====== Records shown ======

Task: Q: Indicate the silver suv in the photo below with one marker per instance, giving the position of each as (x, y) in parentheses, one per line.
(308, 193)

======
====== Records shown ======

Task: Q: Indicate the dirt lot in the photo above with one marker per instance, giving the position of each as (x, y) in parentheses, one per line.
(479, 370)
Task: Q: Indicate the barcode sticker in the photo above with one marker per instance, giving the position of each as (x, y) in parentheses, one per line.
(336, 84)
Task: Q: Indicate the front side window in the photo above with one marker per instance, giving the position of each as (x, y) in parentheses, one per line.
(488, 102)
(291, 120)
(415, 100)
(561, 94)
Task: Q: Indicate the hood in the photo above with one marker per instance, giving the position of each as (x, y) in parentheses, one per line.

======
====== Records shown ======

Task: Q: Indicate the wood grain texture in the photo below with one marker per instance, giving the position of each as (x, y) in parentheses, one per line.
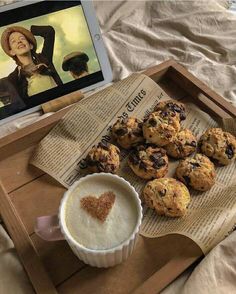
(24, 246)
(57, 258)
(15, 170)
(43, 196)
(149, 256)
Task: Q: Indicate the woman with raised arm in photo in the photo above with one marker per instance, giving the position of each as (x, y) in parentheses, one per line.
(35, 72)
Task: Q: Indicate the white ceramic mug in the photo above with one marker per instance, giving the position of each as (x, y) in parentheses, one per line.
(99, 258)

======

List every line in the items above that contains the string "below". Case counts.

Finished answer:
Task: Q: Indicate the silver suv in the photo below with one marker per instance, giving the position of each as (x, y) in parentheses, one per line.
Task: Q: Indicate the wood grain texture in the photo below with one marker per instance, giving the position of each as (x, y) in parentheses, one per line.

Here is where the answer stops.